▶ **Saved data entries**
— BEGIN —
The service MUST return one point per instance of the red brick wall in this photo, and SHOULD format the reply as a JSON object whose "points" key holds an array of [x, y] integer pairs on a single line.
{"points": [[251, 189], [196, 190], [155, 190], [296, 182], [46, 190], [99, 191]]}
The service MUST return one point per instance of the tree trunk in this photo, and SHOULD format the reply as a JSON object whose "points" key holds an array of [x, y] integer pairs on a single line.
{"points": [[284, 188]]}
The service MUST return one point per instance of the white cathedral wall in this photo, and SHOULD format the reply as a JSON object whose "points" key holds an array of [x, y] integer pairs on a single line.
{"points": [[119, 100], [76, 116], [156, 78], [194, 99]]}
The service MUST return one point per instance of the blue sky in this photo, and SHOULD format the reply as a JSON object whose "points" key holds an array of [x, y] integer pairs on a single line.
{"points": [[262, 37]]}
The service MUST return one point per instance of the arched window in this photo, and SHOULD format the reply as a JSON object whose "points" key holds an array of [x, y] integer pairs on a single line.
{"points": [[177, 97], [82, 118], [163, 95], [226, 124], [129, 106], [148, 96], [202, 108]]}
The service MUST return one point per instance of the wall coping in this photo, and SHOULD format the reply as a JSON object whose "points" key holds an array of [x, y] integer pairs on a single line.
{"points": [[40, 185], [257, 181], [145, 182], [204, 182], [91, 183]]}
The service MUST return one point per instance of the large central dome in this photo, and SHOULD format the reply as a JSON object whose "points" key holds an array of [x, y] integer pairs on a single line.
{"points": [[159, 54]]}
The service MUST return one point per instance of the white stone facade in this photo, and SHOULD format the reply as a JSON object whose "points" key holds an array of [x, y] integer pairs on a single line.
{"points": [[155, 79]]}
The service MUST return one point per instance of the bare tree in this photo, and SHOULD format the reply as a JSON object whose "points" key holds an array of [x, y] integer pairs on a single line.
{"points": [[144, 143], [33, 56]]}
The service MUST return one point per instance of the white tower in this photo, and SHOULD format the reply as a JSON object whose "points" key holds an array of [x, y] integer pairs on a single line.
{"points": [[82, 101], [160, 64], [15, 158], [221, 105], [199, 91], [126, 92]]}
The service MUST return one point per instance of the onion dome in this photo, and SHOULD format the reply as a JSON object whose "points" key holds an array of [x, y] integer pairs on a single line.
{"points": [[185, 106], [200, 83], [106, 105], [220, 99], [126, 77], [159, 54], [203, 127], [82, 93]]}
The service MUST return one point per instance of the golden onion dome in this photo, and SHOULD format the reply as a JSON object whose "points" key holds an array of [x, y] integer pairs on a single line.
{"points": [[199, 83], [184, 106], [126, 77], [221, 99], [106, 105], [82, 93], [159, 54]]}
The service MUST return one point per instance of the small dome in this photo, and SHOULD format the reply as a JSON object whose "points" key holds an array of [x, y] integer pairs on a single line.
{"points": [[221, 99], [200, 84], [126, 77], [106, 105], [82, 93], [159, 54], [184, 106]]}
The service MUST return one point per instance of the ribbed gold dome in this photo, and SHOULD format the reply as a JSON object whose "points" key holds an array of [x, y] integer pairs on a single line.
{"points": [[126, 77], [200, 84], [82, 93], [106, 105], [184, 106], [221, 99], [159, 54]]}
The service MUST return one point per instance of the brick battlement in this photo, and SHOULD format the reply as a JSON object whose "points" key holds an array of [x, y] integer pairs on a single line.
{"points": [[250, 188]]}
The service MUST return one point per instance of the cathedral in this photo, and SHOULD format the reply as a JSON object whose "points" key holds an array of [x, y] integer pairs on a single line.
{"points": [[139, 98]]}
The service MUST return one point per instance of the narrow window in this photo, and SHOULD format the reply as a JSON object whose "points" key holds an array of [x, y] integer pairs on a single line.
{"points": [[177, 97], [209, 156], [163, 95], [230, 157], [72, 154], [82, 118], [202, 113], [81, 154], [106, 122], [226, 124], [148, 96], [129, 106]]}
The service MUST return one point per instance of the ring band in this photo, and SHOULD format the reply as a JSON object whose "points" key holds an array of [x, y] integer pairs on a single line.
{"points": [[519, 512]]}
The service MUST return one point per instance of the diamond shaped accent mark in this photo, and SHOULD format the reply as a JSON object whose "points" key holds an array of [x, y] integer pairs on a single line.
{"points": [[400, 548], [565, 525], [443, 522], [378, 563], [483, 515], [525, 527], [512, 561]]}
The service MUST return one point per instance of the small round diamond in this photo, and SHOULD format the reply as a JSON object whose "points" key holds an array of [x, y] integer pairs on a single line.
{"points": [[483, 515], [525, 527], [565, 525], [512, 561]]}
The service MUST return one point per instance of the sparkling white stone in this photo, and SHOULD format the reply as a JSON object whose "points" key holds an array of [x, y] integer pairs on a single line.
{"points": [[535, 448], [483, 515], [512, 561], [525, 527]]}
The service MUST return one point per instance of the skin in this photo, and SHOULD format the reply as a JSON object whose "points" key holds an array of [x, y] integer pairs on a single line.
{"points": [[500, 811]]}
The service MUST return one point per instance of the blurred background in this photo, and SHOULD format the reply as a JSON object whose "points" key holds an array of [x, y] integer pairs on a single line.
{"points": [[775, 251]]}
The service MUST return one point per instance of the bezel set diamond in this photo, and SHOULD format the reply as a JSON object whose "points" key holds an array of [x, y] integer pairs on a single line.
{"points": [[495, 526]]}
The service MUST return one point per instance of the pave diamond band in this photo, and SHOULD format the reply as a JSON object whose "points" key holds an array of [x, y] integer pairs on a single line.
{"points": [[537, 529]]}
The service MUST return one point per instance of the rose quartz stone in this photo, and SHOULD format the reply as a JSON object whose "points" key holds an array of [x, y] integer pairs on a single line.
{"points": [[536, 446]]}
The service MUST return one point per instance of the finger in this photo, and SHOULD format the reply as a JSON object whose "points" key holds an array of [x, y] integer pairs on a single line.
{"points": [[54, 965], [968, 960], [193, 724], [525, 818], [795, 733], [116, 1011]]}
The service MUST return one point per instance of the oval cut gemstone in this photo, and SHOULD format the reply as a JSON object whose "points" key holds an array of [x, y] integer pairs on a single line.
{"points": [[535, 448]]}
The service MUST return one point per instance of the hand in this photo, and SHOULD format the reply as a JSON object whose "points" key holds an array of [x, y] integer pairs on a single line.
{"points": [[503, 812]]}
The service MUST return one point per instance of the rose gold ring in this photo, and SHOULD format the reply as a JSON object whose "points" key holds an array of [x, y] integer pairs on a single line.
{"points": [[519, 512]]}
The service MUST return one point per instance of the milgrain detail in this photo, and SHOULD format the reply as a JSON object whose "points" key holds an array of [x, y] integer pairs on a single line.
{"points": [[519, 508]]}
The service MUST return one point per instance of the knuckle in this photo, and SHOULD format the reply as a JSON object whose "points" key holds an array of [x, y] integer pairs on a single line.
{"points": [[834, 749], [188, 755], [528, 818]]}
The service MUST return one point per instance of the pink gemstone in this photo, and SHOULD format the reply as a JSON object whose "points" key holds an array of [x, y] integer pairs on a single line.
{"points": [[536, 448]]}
— END —
▶ **EXERCISE AIM**
Transcribe the lines starting at the one that contains "The service MUST return one point per instance of the knuckle" and ending with the last line of the saved data entries, keeping both ends.

▶ **FINAL RESULT**
The service MUST return one point per instance of the knuckle in this photo, and SHOULD format the reply as a JSON object whose "points" key holds an array of [x, y] integer pairs on a single line.
{"points": [[834, 749], [188, 755], [528, 818]]}
The service MUST return one point per instance of the pink gemstone in this photo, and SHOULD format the reply as a JSON object whose "points" key holds an array of [x, y] integer pairs on a single line.
{"points": [[536, 448]]}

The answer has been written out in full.